Verilen Metin:
▼▼▼

8 Mart’a sokağa, birlikte ses yükseltmeye…

  • 09:10 3 Mart 2024
  • Güncel
 
Nazlıcan Nujin Yıldız
 
İZMİR - İzmir’de 8 Mart için alanlara çıkmaya hazırlanan kadınlar tüm kadınlara sokağa çıkıp sesini yükseltme, birlikte olma çağrısı yaptı. 
 
8 Mart için çağrıda bulunan kadınlar “Bu kadın düşmanı iktidara mahkûm değiliz” diyerek tüm kadınları 8 Mart’ta alanlara çağırdı.
 
8 Mart’a yaklaşırken kadınlar taleplerini dile getirmeye devam ediyor. İstanbul Sözleşmesi’nin tekrar yürürlüğe girmesini ve 6284 sayılı yasaya dokunulmamasını talep eden İzmir’deki siyasetçi ve aktivist kadınlar, 8 Mart’ta alanlarda olacaklarını söyledi.  
 
İktidar kadına yönelik şiddeti önlemiyor
 
Bu yıl da 8 Mart’a giderken kadınların birçok sorununun çözümlenmediğini belirten Halkların Eşitlik ve Demokrasi Partisi (DEM Parti) il yöneticisi Suna Kılıç, kadınlar açısından yakıcı sorunların devam ettiğini ifade etti. Suna, en büyük sorunun Türkiye’de artan kadın katliamları olduğunu söyleyerek “Kadınlar dünyada maalesef şiddete maruz kalıyorlar. Hatta çocuklarıyla birlikte öldürülüyorlar. Bunun karşısında erkek iktidar tarafından, kadınlar için talep ettiğimiz koruma veya şiddetin önlenmesi için çıkarılması gereken yasalar hiçbir çözüm getirilmiyor. Yasalar, bile geri alınıyor, geri adımlar atılıyor. Kadınların şiddete maruz kalmalarının nedenleri sosyal alanda fazla bulunmamaları. Hayatın bütün alanlarında yaşamıyor olmaları. Ev içinde oldukları için çoğunlukla şiddete maruz kalmaları çok daha kolay oluyor ve çok daha gizli bir şekilde yapılıyor” dedi.
 
‘Devlet Kürt kadınlar üzerinde şiddetini iki kat sürdürüyor’
 
Kadına yönelik şiddetin, cezasızlık politikalarıyla birleşerek baskı ortamının devam ettiğini vurgulayan Suna, şiddeti normalleştiren ve kabul eden bir kuşağın yetiştiğini kaydetti. Suna, “Bazı kadınlar sınıfsal olarak, sosyal statü olarak ya da kültür olarak daha fazla ayrımcılığa maruz kalıyorlar. Özellikle sosyal alandaki bu zayıflık Kürt kadınlar için ikiye katlanmış durumda. Çünkü onlar kurumlarda kendi dillerini rahatça ifade edip kendi sorunlarına rahatça çözüm arayacak bir dille konuşma alanı bulamıyorlar. Böylece devlet onlar üzerinde iki kat şiddetini ve iktidarını sürdürmüş oluyor” şeklinde konuştu.

▲▲▲

Alıştırma Görevi 1:
Verilen metinde "Nazlıcan Nujin Yıldız" ile başlayıp "Mart’ta alanlara çağırdı." ile biten kısmı hiç değiştirmeden tekrarla.

Çıkarılan Bilgiler:
▼▼▼

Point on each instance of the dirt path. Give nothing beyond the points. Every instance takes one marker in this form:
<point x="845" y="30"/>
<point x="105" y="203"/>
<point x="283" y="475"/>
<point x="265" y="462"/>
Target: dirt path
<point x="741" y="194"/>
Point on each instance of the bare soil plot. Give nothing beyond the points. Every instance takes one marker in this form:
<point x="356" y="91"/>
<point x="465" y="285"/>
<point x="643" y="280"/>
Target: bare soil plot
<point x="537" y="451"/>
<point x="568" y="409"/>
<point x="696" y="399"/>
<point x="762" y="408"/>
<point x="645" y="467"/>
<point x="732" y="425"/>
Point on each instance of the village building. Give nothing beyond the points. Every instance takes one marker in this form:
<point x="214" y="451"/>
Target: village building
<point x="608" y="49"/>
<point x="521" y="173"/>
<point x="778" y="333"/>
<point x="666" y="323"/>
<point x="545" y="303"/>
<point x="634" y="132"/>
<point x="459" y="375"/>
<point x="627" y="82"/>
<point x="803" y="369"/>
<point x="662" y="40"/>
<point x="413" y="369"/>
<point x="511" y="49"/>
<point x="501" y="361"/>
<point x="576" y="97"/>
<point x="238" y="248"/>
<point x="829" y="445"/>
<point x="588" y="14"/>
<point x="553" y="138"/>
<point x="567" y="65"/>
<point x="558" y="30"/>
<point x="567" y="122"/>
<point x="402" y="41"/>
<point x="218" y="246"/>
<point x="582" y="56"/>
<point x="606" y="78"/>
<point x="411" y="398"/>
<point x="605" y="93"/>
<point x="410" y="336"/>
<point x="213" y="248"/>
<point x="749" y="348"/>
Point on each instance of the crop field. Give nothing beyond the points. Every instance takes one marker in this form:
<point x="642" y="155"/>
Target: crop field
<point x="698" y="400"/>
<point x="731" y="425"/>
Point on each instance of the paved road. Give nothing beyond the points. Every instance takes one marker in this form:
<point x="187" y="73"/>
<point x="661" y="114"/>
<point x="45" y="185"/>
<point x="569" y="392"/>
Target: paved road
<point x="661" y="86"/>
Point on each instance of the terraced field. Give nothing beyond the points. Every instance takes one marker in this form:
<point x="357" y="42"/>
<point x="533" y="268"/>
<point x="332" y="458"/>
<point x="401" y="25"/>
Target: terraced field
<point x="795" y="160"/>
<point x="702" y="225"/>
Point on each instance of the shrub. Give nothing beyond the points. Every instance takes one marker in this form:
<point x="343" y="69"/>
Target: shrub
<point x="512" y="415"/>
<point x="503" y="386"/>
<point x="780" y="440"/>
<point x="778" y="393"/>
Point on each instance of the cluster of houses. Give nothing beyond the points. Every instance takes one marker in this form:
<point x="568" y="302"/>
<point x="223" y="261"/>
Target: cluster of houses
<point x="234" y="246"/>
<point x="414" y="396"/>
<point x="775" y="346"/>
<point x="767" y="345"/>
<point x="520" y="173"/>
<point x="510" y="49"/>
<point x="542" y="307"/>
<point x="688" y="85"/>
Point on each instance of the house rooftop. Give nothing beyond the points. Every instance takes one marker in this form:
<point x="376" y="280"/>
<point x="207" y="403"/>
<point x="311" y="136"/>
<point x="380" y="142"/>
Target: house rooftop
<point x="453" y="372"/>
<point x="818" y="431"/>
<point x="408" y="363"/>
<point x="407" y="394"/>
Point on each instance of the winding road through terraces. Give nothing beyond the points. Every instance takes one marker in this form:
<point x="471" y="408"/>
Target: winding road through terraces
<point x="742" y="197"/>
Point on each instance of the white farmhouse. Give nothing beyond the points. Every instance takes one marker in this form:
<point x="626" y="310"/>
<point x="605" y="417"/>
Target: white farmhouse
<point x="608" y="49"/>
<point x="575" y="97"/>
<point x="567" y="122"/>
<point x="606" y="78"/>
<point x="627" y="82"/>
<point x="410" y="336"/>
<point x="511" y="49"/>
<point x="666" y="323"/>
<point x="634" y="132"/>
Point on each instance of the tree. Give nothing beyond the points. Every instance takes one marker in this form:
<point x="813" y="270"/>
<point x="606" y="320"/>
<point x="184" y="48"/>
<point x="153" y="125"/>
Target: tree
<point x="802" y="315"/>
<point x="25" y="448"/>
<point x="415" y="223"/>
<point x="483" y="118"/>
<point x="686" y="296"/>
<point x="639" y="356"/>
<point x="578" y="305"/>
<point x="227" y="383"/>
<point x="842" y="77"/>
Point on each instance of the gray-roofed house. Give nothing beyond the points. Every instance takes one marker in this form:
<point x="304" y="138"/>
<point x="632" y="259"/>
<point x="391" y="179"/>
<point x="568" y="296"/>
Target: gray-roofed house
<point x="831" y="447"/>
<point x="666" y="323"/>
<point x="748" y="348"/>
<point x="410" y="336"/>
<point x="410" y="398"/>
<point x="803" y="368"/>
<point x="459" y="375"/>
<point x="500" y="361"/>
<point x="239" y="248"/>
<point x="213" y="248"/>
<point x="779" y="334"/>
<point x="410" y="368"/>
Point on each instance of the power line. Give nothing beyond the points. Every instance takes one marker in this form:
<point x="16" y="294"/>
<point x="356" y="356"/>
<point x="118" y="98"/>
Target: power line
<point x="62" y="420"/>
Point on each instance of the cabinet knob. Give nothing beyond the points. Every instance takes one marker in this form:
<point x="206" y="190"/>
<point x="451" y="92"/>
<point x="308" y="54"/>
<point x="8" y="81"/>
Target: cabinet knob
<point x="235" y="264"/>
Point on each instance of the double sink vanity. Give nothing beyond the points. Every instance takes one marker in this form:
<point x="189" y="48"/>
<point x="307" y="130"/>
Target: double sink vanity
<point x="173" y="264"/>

▲▲▲

Alıştırma Görevi 2:
Girdilerde "Point on each instance of the cabinet" ifadesinin geçtiği satırdan başlayıp girdilerin son satırında biten satırları birebir kopyala; ilk ve son satır da dahil olsun.

Problem Çözümü 1:
Nazlıcan Nujin Yıldız
 
İZMİR - İzmir’de 8 Mart için alanlara çıkmaya hazırlanan kadınlar tüm kadınlara sokağa çıkıp sesini yükseltme, birlikte olma çağrısı yaptı. 
 
8 Mart için çağrıda bulunan kadınlar “Bu kadın düşmanı iktidara mahkûm değiliz” diyerek tüm kadınları 8 Mart’ta alanlara çağırdı.

Problem Çözümü 2:
Point on each instance of the cabinet knob. Give nothing beyond the points. Every instance takes one marker in this form:
<point x="206" y="190"/>
<point x="451" y="92"/>
<point x="308" y="54"/>
<point x="8" y="81"/>
Target: cabinet knob
<point x="235" y="264"/>
Point on each instance of the double sink vanity. Give nothing beyond the points. Every instance takes one marker in this form:
<point x="189" y="48"/>
<point x="307" y="130"/>
Target: double sink vanity
<point x="173" y="264"/>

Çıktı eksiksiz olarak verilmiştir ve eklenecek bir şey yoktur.